» Objective: Format the data below as a Markdown table with the columns Row and Line, starting at the line with "the rocky ground" and running through the end of the data. Number each line in Row and skip blank lines.

(Data on where objects appear)
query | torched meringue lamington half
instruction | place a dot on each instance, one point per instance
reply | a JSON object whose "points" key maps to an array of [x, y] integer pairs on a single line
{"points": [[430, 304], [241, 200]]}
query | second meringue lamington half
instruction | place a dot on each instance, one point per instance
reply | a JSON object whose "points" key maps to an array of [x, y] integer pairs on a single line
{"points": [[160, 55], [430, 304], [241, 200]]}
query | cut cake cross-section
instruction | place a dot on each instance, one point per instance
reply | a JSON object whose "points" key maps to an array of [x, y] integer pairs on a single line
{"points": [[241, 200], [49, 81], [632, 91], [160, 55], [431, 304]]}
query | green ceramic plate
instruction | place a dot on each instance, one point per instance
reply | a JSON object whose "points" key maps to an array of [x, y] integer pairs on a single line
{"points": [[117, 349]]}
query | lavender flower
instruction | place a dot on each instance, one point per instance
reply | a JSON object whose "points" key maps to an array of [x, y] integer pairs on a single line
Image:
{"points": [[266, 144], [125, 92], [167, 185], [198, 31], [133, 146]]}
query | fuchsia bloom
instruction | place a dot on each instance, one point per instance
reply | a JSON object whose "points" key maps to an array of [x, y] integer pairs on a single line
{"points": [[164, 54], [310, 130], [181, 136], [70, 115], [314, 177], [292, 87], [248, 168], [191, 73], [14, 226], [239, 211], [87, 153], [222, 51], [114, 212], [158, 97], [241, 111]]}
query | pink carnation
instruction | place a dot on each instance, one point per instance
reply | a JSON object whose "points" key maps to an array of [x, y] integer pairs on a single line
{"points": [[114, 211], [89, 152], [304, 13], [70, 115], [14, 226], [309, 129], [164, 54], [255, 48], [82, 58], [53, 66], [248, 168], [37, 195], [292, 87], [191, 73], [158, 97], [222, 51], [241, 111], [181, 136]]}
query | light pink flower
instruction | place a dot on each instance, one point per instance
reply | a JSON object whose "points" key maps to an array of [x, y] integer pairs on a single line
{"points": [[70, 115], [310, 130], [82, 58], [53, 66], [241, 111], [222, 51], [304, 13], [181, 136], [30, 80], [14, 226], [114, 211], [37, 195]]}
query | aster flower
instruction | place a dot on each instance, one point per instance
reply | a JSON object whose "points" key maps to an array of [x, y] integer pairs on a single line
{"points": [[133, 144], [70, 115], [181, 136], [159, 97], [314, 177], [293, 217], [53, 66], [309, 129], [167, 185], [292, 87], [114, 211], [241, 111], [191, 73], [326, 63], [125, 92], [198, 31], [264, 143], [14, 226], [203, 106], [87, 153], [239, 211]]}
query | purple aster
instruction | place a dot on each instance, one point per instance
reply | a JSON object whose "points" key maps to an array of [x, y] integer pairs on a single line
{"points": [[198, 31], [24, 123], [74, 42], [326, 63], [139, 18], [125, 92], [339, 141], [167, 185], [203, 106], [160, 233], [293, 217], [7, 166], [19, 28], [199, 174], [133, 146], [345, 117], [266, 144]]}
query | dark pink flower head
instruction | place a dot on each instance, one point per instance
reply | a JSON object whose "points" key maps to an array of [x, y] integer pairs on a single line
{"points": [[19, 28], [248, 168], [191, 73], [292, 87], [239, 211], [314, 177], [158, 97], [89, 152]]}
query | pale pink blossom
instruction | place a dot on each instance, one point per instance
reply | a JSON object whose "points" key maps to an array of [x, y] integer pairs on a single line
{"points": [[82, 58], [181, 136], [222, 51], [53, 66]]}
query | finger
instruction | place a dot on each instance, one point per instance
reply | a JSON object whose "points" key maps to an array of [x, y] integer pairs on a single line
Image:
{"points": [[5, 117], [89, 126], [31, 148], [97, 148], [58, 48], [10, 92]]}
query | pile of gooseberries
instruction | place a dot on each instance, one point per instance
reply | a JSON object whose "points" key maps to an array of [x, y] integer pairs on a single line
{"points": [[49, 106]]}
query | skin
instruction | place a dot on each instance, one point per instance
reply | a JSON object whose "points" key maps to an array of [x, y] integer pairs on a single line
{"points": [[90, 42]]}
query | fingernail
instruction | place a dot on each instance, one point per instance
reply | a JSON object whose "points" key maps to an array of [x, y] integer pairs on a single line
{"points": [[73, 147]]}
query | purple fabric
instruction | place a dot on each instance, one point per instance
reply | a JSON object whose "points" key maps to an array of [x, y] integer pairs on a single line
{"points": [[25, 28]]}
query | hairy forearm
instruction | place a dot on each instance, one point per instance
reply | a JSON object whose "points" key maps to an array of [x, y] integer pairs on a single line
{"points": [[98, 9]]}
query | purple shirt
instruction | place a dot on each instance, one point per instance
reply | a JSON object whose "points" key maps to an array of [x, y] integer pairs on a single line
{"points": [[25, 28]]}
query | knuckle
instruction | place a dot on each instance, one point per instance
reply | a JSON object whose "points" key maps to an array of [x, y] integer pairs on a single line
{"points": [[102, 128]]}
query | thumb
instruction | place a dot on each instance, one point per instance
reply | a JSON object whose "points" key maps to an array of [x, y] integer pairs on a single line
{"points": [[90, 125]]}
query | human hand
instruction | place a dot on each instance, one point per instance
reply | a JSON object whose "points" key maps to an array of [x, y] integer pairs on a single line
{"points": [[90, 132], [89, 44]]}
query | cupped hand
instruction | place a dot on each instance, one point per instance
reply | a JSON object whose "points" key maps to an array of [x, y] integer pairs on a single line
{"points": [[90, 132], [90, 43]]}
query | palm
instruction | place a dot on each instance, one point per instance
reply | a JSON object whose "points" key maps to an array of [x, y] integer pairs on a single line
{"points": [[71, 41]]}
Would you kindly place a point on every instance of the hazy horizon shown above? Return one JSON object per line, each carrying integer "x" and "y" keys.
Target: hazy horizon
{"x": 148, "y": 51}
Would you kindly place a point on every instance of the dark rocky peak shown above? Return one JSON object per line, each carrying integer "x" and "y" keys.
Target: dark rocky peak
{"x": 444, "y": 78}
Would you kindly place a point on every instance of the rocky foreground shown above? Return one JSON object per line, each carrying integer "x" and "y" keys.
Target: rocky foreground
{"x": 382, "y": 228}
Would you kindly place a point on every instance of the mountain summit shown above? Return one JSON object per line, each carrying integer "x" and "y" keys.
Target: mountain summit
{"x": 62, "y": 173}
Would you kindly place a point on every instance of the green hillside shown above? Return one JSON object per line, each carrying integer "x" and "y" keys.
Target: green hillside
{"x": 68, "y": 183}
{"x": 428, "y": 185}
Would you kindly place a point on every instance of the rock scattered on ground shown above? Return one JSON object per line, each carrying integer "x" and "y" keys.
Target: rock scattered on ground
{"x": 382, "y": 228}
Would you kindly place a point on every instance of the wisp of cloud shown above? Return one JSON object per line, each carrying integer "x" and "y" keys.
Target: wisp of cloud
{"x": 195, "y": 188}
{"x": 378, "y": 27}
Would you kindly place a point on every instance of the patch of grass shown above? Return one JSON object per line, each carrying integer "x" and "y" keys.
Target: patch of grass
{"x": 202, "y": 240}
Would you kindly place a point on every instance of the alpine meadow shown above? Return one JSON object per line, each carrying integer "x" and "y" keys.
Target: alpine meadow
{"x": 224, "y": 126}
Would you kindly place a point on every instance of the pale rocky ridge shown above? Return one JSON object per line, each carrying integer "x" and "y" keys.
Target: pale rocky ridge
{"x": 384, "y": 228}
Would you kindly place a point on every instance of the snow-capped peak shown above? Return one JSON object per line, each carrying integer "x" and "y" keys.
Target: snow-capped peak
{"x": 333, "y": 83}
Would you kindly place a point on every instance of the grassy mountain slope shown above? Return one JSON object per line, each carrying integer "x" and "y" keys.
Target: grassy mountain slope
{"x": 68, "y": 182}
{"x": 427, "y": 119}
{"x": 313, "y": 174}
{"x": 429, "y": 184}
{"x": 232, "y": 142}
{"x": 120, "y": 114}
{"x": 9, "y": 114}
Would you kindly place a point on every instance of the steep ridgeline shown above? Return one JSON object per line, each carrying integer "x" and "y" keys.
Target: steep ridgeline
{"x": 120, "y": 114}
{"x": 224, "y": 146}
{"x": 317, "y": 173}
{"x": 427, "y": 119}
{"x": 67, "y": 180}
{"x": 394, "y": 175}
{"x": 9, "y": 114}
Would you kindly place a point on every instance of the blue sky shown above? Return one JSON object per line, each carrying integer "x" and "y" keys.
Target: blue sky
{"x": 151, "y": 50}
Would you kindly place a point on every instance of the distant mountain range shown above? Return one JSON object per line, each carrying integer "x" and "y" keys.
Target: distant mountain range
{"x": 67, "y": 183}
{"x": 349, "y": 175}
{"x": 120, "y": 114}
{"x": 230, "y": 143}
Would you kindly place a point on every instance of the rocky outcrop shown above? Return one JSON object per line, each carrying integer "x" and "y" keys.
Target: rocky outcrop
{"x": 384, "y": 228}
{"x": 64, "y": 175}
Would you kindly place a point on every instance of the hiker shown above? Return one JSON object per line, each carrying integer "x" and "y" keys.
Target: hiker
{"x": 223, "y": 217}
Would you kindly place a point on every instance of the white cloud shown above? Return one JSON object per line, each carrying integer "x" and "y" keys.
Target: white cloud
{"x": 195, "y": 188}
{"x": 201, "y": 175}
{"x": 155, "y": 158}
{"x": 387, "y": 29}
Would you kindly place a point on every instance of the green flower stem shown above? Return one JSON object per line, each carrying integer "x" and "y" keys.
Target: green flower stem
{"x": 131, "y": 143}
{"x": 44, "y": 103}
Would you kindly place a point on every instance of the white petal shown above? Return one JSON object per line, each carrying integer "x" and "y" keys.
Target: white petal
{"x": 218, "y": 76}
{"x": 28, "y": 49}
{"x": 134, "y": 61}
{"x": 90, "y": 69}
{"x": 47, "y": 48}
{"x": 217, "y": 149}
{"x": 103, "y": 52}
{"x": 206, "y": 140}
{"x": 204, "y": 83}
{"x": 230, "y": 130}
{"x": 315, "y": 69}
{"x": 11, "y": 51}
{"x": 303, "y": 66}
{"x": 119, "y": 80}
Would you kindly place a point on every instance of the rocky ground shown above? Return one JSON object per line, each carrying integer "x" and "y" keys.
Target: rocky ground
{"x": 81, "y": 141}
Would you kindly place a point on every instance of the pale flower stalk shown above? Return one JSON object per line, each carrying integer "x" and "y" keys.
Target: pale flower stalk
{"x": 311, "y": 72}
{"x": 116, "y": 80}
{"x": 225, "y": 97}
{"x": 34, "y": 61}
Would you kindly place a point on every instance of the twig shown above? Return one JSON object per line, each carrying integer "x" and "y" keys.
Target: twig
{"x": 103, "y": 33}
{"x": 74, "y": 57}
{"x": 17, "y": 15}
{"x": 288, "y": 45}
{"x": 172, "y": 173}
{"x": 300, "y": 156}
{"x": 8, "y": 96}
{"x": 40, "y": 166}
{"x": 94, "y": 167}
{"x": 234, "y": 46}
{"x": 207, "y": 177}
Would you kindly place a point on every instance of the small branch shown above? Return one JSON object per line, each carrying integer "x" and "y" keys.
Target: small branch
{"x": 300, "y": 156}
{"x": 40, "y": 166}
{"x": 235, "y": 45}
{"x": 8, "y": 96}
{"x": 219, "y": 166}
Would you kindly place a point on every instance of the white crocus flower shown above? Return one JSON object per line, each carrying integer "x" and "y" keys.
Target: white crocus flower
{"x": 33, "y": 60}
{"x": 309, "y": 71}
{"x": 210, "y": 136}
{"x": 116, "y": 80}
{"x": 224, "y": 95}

» Complete answer:
| Row | Line |
|---|---|
| 1 | Would you kindly place a point on every instance of the rocky ground shown above? Return one JSON object per line, each carrying integer "x" and "y" keys. |
| 2 | Target: rocky ground |
| 3 | {"x": 81, "y": 141} |
| 4 | Would you kindly place a point on every instance of the pale flower stalk shown above? Return one JSON object per line, each carrying integer "x" and "y" keys. |
| 5 | Target: pale flower stalk |
| 6 | {"x": 311, "y": 72} |
| 7 | {"x": 116, "y": 80} |
| 8 | {"x": 225, "y": 97} |
| 9 | {"x": 34, "y": 61} |
| 10 | Would you kindly place a point on every instance of the twig shown above? Return one JSON object per line, each carrying integer "x" and "y" keys. |
| 11 | Target: twig |
| 12 | {"x": 103, "y": 33} |
| 13 | {"x": 74, "y": 57} |
| 14 | {"x": 17, "y": 15} |
| 15 | {"x": 288, "y": 45} |
| 16 | {"x": 172, "y": 173} |
| 17 | {"x": 300, "y": 156} |
| 18 | {"x": 8, "y": 96} |
| 19 | {"x": 40, "y": 166} |
| 20 | {"x": 94, "y": 167} |
| 21 | {"x": 234, "y": 46} |
| 22 | {"x": 207, "y": 177} |
| 23 | Would you kindly place a point on every instance of the small branch shown above? Return one JSON object per line, each carrying integer "x" and "y" keys. |
| 24 | Target: small branch |
| 25 | {"x": 300, "y": 156} |
| 26 | {"x": 40, "y": 166} |
| 27 | {"x": 235, "y": 45} |
| 28 | {"x": 8, "y": 96} |
| 29 | {"x": 219, "y": 166} |
| 30 | Would you kindly place a point on every instance of the white crocus flower shown above? Return one JSON object per line, each carrying integer "x" and "y" keys. |
| 31 | Target: white crocus flower |
| 32 | {"x": 33, "y": 60} |
| 33 | {"x": 309, "y": 71} |
| 34 | {"x": 210, "y": 136} |
| 35 | {"x": 116, "y": 80} |
| 36 | {"x": 224, "y": 95} |